第十六条地理的表示を含めた商標は、その商品が同表示に示された地域によるものではなく公衆を誤認させる場合、その登録とその使用を禁止する。但し、既に善意によって登録したものは存続する。
前項にいう地理的表示とは、商品がその地域に由来することを示し、同商品の特定の品質、信用又はその他の特徴が、主に同地域の自然的要素及び人文的要素によって形成されたものの表示をいう。
第十七条外国人又は外国企業が中国に商標登録を出願する場合、その所属国が中華人民共和国と締結した取決め、又は相互に加盟する国際条約、或いは相互主義の原則によって手続きを行うものとする。
第十八条外国人又は外国企業が中国で商標登録を出願し又はその他の商標関連事項を申請する場合、国が認可した商標代理資格を有する代理組織に委託しなければならない。
第二章商標登録の出願
第十九条商標登録を出願するときは、定められた商品分類表に基づき商標を使用する商品類及び商品名を明記しなければならない。
第二十条商標登録出願人は異なる区分の商品について同一の商標を出願する場合には、商品区分表に従い出願をしなければならない。

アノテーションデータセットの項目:
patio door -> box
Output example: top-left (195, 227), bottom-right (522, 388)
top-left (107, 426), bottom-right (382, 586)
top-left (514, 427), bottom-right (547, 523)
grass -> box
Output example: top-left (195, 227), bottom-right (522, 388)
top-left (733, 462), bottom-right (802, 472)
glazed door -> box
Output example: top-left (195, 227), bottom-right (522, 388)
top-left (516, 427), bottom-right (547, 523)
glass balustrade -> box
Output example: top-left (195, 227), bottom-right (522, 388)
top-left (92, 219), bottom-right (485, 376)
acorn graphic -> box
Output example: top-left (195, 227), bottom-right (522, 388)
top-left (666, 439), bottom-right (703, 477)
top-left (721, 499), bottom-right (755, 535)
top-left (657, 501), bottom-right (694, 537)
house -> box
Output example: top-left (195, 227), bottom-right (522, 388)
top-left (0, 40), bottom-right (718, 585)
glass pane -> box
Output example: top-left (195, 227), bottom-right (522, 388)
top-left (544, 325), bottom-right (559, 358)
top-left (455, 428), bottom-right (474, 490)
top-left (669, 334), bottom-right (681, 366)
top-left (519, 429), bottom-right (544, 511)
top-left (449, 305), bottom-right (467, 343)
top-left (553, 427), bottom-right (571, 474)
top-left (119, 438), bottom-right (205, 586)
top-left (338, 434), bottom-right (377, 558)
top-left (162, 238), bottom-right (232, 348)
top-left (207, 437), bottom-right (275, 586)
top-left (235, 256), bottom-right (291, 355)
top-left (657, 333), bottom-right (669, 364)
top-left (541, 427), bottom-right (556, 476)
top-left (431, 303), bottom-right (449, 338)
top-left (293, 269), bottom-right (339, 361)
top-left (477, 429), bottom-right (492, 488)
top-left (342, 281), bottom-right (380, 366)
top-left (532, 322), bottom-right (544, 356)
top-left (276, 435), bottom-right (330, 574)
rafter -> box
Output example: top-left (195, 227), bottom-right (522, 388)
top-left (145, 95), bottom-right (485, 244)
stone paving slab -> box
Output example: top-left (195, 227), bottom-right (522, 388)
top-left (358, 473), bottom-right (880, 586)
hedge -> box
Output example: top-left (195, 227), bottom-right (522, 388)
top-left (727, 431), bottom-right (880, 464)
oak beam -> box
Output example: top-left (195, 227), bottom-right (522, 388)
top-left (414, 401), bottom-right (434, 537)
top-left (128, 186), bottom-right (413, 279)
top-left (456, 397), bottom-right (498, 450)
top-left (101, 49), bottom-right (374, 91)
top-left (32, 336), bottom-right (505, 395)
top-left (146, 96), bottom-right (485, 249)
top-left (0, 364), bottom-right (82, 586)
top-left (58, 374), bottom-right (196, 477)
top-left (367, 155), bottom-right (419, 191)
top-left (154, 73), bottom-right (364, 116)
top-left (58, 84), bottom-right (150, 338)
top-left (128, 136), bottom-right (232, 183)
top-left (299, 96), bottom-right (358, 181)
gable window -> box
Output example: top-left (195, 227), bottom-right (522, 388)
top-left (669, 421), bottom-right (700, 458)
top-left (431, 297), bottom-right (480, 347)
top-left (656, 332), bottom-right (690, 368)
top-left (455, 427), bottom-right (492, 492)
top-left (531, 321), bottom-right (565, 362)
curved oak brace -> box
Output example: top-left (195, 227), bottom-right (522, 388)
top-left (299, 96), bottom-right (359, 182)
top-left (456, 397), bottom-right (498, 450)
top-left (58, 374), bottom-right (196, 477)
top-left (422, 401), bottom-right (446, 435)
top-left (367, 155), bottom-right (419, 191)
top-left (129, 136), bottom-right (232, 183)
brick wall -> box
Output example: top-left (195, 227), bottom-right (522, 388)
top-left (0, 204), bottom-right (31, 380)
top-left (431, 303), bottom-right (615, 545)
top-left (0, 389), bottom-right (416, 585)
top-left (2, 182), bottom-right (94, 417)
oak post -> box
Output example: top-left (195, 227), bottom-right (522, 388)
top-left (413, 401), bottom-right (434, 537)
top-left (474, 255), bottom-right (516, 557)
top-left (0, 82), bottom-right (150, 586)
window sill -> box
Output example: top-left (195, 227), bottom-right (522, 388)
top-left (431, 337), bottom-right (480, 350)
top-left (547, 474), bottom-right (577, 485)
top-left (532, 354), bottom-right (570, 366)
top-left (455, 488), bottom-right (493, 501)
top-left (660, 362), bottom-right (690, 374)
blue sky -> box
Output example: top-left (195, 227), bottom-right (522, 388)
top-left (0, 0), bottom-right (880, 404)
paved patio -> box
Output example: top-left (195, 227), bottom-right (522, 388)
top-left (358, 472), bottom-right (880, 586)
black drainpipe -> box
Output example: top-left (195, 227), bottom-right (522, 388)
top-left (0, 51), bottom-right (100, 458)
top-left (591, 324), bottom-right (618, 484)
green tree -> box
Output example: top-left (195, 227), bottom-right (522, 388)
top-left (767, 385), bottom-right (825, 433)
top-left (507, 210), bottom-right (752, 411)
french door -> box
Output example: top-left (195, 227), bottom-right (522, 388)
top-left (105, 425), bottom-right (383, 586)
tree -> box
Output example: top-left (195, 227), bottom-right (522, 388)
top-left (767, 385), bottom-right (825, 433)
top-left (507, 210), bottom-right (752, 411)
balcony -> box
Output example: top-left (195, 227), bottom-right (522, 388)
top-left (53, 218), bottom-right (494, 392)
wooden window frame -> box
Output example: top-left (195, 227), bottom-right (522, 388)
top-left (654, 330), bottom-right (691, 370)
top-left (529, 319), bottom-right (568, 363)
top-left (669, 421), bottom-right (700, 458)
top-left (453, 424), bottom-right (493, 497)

== 課題 1 ==
商標法の条文のうち、「第十七条外国人又は外国企業が」から「織に委託しなければならない。」までをすべて書き写しなさい。
== 課題 2 ==
商標法の条文を、示されている最後の文の後から続けて書きなさい。

== 解答 1 ==
第十七条外国人又は外国企業が中国に商標登録を出願する場合、その所属国が中華人民共和国と締結した取決め、又は相互に加盟する国際条約、或いは相互主義の原則によって手続きを行うものとする。
第十八条外国人又は外国企業が中国で商標登録を出願し又はその他の商標関連事項を申請する場合、国が認可した商標代理資格を有する代理組織に委託しなければならない。

== 解答 2 ==
第二十一条登録商標を同一区分のその他の商品に使用する必要がある場合には、別に登録出願しなければならない。
第二十二条登録商標がその標章を変更する必要がある場合には、新規に登録出願をしなければならない。
第二十三条、登録商標が登録者の名義、住所又はその他の登録事項を変更する必要がある場合には、変更出願をしなければならない。
第二十四条、商標登録出願人は、その商標を外国で初めて登録出願をした日から 6ヶ月以内に中国で同一商品について同一の商標登録出願をする場合には、当該国と中国が締結した取決め又は共同で加盟している国際条約、若しくは相互に承認する優先権の原則に従って、優先権を享受することができる。
前項の規定により優先権を主張する場合には、商標登録を出願するときに書面で主張し、かつ 3ヶ月以内に最初の出願にかかる商標登録出願の願書の副本を提出しなければならない。書面による主張がなく又は期間内に商標登録出願の副本を提出しない場合には?その優先権を主張しないものとみなす。
第二十五条、その商標が中国政府の主催又は承認した国際展示会に出展した商品に最初に使用された場合であって、かつ同商品が出展された日から 6ヶ月以内である場合には、同商標出願人は優先権を享受することができる。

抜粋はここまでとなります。